### Brief
When you write out the material, keep every line exactly as it is.
-------------------------
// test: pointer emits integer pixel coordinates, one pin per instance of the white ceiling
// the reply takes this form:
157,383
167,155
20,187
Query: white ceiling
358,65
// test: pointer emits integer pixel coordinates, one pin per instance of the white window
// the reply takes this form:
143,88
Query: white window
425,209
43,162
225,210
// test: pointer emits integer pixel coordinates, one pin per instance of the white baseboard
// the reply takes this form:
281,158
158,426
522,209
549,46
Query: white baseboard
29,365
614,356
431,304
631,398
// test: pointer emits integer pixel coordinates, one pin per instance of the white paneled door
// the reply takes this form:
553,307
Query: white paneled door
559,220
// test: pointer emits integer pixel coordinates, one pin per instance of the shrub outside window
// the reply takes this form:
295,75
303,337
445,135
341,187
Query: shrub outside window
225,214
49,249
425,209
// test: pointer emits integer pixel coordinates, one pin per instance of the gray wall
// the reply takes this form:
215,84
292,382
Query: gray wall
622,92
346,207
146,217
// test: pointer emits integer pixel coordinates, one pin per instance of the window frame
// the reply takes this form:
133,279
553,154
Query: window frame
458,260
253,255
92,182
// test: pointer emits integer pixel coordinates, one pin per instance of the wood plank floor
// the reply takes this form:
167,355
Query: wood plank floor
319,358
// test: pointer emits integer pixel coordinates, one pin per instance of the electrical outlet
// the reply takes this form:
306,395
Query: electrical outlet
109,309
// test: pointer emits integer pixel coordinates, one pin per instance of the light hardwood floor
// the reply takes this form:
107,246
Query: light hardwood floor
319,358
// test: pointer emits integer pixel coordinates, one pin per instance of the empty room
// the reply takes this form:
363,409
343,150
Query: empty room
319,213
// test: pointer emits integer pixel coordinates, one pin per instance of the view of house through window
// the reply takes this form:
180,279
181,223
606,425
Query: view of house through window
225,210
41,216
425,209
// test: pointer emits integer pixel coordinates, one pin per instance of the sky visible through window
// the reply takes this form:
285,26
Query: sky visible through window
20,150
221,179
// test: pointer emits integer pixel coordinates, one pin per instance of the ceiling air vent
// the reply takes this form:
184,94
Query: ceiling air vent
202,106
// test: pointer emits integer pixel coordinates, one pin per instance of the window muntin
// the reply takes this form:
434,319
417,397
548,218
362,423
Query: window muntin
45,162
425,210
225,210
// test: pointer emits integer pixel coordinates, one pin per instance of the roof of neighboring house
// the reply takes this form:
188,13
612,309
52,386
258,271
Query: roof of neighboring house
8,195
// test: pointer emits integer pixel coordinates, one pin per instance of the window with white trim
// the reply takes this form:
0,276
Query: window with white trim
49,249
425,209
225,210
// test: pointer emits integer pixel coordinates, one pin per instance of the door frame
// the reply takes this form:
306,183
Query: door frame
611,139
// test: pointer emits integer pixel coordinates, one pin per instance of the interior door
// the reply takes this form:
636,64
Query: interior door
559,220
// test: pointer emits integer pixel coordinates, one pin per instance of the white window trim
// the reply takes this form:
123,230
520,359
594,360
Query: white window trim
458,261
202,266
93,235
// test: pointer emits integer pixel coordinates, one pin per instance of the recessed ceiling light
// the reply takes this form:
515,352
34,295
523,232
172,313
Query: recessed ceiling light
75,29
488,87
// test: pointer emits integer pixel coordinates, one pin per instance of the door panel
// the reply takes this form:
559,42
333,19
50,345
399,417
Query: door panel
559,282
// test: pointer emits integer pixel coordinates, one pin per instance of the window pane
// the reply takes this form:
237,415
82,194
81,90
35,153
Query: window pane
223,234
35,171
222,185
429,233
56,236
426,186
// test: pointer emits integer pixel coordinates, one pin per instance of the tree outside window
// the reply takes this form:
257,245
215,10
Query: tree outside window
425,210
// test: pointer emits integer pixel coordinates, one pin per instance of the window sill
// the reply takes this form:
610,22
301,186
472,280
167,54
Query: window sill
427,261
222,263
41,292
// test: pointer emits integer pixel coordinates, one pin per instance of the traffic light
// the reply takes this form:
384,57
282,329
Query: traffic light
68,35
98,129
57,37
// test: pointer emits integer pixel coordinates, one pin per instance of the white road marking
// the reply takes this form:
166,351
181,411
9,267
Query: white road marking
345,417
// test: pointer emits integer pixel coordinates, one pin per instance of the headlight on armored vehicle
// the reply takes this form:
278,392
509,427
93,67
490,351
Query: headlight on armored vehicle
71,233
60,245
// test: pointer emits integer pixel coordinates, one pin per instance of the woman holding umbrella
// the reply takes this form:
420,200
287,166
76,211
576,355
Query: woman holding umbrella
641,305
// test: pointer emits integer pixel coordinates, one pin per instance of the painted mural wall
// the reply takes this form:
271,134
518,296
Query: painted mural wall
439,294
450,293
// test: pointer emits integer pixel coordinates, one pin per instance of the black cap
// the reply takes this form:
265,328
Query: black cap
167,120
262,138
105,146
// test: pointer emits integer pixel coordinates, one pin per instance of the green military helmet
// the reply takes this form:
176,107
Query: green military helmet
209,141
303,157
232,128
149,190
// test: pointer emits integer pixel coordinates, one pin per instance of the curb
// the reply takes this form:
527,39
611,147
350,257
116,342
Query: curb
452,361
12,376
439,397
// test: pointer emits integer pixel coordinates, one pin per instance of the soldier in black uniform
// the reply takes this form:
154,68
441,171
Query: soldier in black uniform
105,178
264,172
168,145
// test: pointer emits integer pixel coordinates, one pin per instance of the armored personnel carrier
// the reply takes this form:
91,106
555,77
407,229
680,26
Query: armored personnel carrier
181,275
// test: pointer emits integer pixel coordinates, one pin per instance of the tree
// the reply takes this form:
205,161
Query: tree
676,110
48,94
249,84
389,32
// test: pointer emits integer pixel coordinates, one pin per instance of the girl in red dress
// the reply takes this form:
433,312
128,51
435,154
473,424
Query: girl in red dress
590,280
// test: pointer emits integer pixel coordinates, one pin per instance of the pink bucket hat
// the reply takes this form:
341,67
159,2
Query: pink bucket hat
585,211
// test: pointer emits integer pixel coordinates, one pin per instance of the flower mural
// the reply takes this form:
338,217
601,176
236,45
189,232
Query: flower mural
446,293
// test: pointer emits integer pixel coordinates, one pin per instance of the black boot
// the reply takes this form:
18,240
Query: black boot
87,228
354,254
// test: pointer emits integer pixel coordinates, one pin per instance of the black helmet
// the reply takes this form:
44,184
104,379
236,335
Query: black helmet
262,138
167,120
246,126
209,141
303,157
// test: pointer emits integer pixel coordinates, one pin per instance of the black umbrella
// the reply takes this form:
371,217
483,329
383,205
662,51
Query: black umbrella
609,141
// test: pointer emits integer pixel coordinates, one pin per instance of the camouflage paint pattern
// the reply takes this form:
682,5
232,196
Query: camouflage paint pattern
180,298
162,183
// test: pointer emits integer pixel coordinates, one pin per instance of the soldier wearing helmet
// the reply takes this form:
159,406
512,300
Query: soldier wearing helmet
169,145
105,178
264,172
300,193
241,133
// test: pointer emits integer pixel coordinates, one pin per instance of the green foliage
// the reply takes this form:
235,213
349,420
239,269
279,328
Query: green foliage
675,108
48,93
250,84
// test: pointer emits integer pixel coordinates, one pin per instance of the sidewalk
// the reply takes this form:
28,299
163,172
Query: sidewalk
-------------------------
### Answer box
// test: pointer emits integer pixel coordinates, one pin per instance of the white ceiling
// the reply takes this form:
157,383
167,155
20,187
Query: white ceiling
358,65
// test: pointer emits integer pixel coordinates, one pin per instance of the white window
// the reply takes this form:
143,88
Query: white window
425,209
43,162
225,210
// test: pointer emits integer pixel coordinates, one pin per instance of the white baseboard
// the reply takes this form:
281,158
158,426
522,209
549,46
Query: white baseboard
29,365
614,356
431,304
631,398
// test: pointer emits integer pixel coordinates, one pin per instance of the white paneled door
// the reply takes this form:
553,307
Query: white paneled door
559,220
// test: pointer emits integer pixel coordinates, one pin per instance of the shrub outside window
// the reply takes this form:
295,75
303,337
445,135
341,187
Query: shrub outside window
225,214
49,249
425,209
// test: pointer emits integer pixel coordinates, one pin per instance of the gray wall
// the reply takes this form:
215,84
292,382
Query: gray wall
622,92
346,207
146,217
// test: pointer emits integer pixel coordinates, one pin per instance of the window frame
// the reply takes this form:
133,279
553,154
Query: window frame
458,260
253,255
92,182
// test: pointer emits integer pixel coordinates, one pin per instance of the wood plank floor
// the reply takes this form:
167,355
Query: wood plank floor
319,358
// test: pointer emits integer pixel coordinates, one pin per instance of the electrical outlet
// the reply takes this form:
306,395
Query: electrical outlet
109,309
// test: pointer emits integer pixel coordinates, one pin per instance of the light hardwood floor
// the reply takes this form:
107,246
Query: light hardwood floor
319,358
// test: pointer emits integer pixel coordinates, one pin per instance of the empty room
// the reply takes this form:
363,409
343,150
Query: empty room
319,213
// test: pointer emits integer pixel coordinates, one pin per instance of the view of house through window
// the reply takes this form:
180,279
181,223
606,425
Query: view of house through window
225,210
41,216
425,209
// test: pointer emits integer pixel coordinates, one pin per instance of the sky visible through window
// the reply takes this form:
285,26
Query: sky visible through window
20,150
221,179
// test: pointer emits integer pixel coordinates, one pin per instance of the ceiling air vent
// the reply takes this form:
184,94
Query: ceiling air vent
202,106
// test: pointer emits integer pixel coordinates, one pin per instance of the window muntin
// the reply takes this form:
434,319
417,397
548,218
362,423
Query: window muntin
45,162
425,210
225,210
// test: pointer emits integer pixel coordinates, one pin per instance of the roof of neighboring house
// the reply takes this form:
188,13
612,309
52,386
258,271
Query: roof of neighboring house
8,195
// test: pointer emits integer pixel coordinates, one pin per instance of the window with white trim
// the reply takes this form:
0,276
Query: window with white trim
49,249
425,209
225,210
// test: pointer emits integer pixel coordinates, one pin per instance of the door frame
// the reply takes this form:
306,183
Query: door frame
611,139
// test: pointer emits integer pixel coordinates, one pin per instance of the interior door
// the reply takes this form:
636,64
Query: interior door
559,220
// test: pointer emits integer pixel coordinates, one pin per instance of the white window trim
// the reply takes this form:
123,230
520,359
594,360
Query: white window trim
458,261
202,266
93,235
// test: pointer emits integer pixel coordinates, one pin per instance of the recessed ceiling light
// the reply takes this form:
515,352
34,295
523,232
172,313
Query: recessed ceiling light
75,29
488,87
// test: pointer emits integer pixel coordinates, one pin per instance of the door panel
// the reply takes this form:
559,42
333,19
50,345
399,417
Query: door panel
559,282
// test: pointer emits integer pixel coordinates, one pin per instance of the window pane
// the reply takes this form:
237,415
82,194
81,90
35,153
Query: window pane
223,234
35,171
222,185
429,233
56,236
426,186
// test: pointer emits integer pixel coordinates, one pin per instance of the tree outside window
// the reply takes this form:
257,245
215,10
Query: tree outside window
425,210
// test: pointer emits integer pixel coordinates, one pin per instance of the window sill
// the reply takes this form:
610,22
301,186
472,280
167,54
Query: window sill
427,261
222,263
41,292
// test: pointer emits integer pixel coordinates, one pin per instance of the traffic light
// the reply takes this form:
384,57
282,329
Query: traffic light
68,35
98,129
57,37
// test: pointer emits integer pixel coordinates, one pin per instance of the white road marking
// the reply takes this form:
166,351
181,411
9,267
Query: white road marking
345,417
// test: pointer emits integer pixel coordinates, one pin per instance of the headlight on armored vehicle
// the reply takes this form:
278,392
509,427
93,67
490,351
Query: headlight on armored vehicle
71,233
60,245
// test: pointer emits integer pixel coordinates, one pin per instance of the woman holding umbrella
// the reply takes this form:
420,200
287,166
76,211
576,355
Query: woman holding umbrella
641,305
// test: pointer emits integer pixel coordinates, one pin per instance of the painted mural wall
// the reply takes this form:
271,134
518,296
Query: painted mural wall
439,294
450,293
// test: pointer emits integer pixel coordinates, one pin per instance of the black cap
// the reply takes this form:
265,328
Query: black cap
167,120
262,138
105,146
// test: pointer emits integer pixel coordinates, one pin per instance of the green military helmet
// the reply takes this form:
176,107
Query: green military helmet
209,141
303,157
232,128
149,190
// test: pointer emits integer pixel coordinates, one pin per instance of the curb
// the reply takes this form:
527,39
611,147
350,257
116,342
Query: curb
452,361
12,376
439,397
// test: pointer emits integer pixel coordinates, one pin per instance of the soldier in black uniform
// the reply takes this form:
154,68
441,171
Query: soldier in black uniform
105,178
264,172
168,145
// test: pointer emits integer pixel coordinates, one pin per instance of the armored personnel carrier
// the reply takes this form:
91,106
555,77
407,229
680,26
Query: armored personnel carrier
181,275
// test: pointer emits integer pixel coordinates, one pin per instance of the tree
// the reply takes this form:
205,161
Query: tree
676,110
48,94
249,84
389,32
// test: pointer emits integer pixel coordinates, one pin per instance of the girl in red dress
// the reply takes this form:
433,312
128,51
435,154
473,424
Query: girl in red dress
590,280
// test: pointer emits integer pixel coordinates, one pin per instance of the pink bucket hat
// the reply takes this form:
341,67
159,2
Query: pink bucket hat
585,211
// test: pointer emits integer pixel coordinates, one pin per instance of the flower mural
// the reply takes this form:
338,217
601,176
236,45
189,232
Query: flower mural
446,293
// test: pointer emits integer pixel coordinates, one pin per instance of the black boot
// the reply takes this form:
18,240
Query: black boot
87,228
354,254
// test: pointer emits integer pixel coordinates, one pin per instance of the black helmet
// the reply takes this form:
44,184
104,379
236,335
Query: black helmet
262,138
167,120
246,126
209,141
303,157
// test: pointer emits integer pixel coordinates, one pin per instance of the black umbrella
// the reply takes this form:
371,217
483,329
383,205
662,51
Query: black umbrella
609,141
// test: pointer emits integer pixel coordinates, one pin per instance of the camouflage paint pattern
// the reply takes this form:
682,5
232,196
Query: camouflage paint pattern
180,298
162,183
// test: pointer emits integer pixel coordinates, one pin per instance of the soldier wearing helmet
// the reply takes this form:
159,406
512,300
Query: soldier wearing helmet
169,145
105,178
264,172
300,193
241,133
// test: pointer emits integer pixel coordinates, one pin per instance of the green foliage
// the reply takes this form:
235,213
349,420
239,269
279,328
Query: green foliage
675,108
48,93
250,84
// test: pointer emits integer pixel coordinates, one pin per instance of the sidewalk
// the reply takes this form:
28,299
163,172
Query: sidewalk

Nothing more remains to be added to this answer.